- _Challenge_:
Write out the listing below again, precisely as it is given.

- _Records for this task_:
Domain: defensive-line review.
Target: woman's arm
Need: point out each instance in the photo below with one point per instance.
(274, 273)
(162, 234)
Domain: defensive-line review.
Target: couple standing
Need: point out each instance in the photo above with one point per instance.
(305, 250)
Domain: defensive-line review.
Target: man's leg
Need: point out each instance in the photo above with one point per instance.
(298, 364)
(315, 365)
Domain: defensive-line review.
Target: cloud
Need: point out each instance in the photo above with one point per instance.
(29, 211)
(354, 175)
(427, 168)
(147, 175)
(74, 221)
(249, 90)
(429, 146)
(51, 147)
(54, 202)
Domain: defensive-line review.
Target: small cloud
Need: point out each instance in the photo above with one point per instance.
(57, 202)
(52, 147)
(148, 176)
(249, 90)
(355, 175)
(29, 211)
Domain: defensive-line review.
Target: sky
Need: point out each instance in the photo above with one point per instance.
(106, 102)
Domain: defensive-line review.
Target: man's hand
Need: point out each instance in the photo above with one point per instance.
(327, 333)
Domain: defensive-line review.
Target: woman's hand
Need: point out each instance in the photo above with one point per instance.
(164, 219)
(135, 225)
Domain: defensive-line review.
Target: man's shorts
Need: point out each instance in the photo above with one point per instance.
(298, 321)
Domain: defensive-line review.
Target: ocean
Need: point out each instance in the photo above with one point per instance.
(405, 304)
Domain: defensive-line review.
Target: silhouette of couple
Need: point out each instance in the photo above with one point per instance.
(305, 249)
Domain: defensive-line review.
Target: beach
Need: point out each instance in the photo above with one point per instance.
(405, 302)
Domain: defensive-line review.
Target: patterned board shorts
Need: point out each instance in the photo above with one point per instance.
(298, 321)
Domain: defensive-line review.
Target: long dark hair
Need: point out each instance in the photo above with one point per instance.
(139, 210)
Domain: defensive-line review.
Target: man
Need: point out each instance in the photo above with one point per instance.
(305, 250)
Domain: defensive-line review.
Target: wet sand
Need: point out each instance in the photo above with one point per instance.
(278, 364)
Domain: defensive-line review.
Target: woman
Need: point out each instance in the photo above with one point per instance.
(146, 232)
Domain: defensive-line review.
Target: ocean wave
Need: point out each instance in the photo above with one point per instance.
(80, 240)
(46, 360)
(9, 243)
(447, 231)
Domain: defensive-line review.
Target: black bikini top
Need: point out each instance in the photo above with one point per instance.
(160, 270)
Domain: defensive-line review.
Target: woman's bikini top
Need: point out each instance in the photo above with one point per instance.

- _Reply to the exercise_:
Domain: defensive-line review.
Target: woman's arm
Need: point out each instance in the photo below with one point per instance.
(274, 273)
(162, 234)
Domain: defensive-line review.
Target: couple standing
Need: point out each instance in the photo above with one point per instance.
(305, 250)
Domain: defensive-line review.
Target: man's leg
Need: point out each instance in the photo above with one point per instance.
(298, 364)
(315, 365)
Domain: defensive-line review.
Target: cloud
Need: point out each instance in the photo above with one point per instance.
(29, 211)
(354, 175)
(427, 168)
(147, 175)
(74, 221)
(249, 90)
(429, 146)
(51, 147)
(54, 202)
Domain: defensive-line review.
Target: small cloud
Need: point out each instance in the photo above with one point per instance.
(57, 202)
(52, 147)
(148, 176)
(249, 90)
(355, 175)
(29, 211)
Domain: defensive-line review.
Target: sky
Need: point out each instance in the photo above with one point per instance.
(106, 102)
Domain: defensive-line review.
Target: man's hand
Need: point out each instance in the photo above with one point per instance.
(327, 333)
Domain: defensive-line review.
Target: woman's hand
Need: point out each instance in the photo above with one point per instance.
(164, 219)
(135, 225)
Domain: defensive-line review.
Target: man's shorts
Need: point out each instance in the photo above with one point per instance.
(298, 321)
Domain: defensive-line review.
Target: ocean
Need: point out each instance in the photo above with one point per instance.
(405, 304)
Domain: defensive-line review.
Target: silhouette of couple
Need: point out each instance in the photo above with one point per instance.
(305, 249)
Domain: defensive-line review.
Target: beach
Need: point out each instance in the photo above with one point per instance.
(405, 302)
Domain: defensive-line review.
Target: patterned board shorts
Need: point out each instance in the photo above with one point per instance.
(298, 321)
Domain: defensive-line review.
Target: long dark hair
Need: point out each instance in the photo above with one point per instance.
(139, 210)
Domain: defensive-line review.
Target: man
Need: point out each instance in the photo above with one point per instance.
(305, 250)
Domain: defensive-line review.
Target: wet sand
Need: point out each instance in the photo above with one point per instance.
(278, 364)
Domain: defensive-line review.
Target: woman
Need: point out each instance in the photo above with one point per instance.
(146, 232)
Domain: defensive-line review.
Target: ocean wave
Need: point out each instance in the photo above with one point per instance.
(80, 240)
(46, 360)
(9, 243)
(447, 231)
Domain: defensive-line review.
Target: black bikini top
Need: point out each instance in the photo above with one point per instance.
(160, 270)
Domain: defensive-line review.
Target: woman's bikini top
Need: point out each instance in the photo above with one point per instance.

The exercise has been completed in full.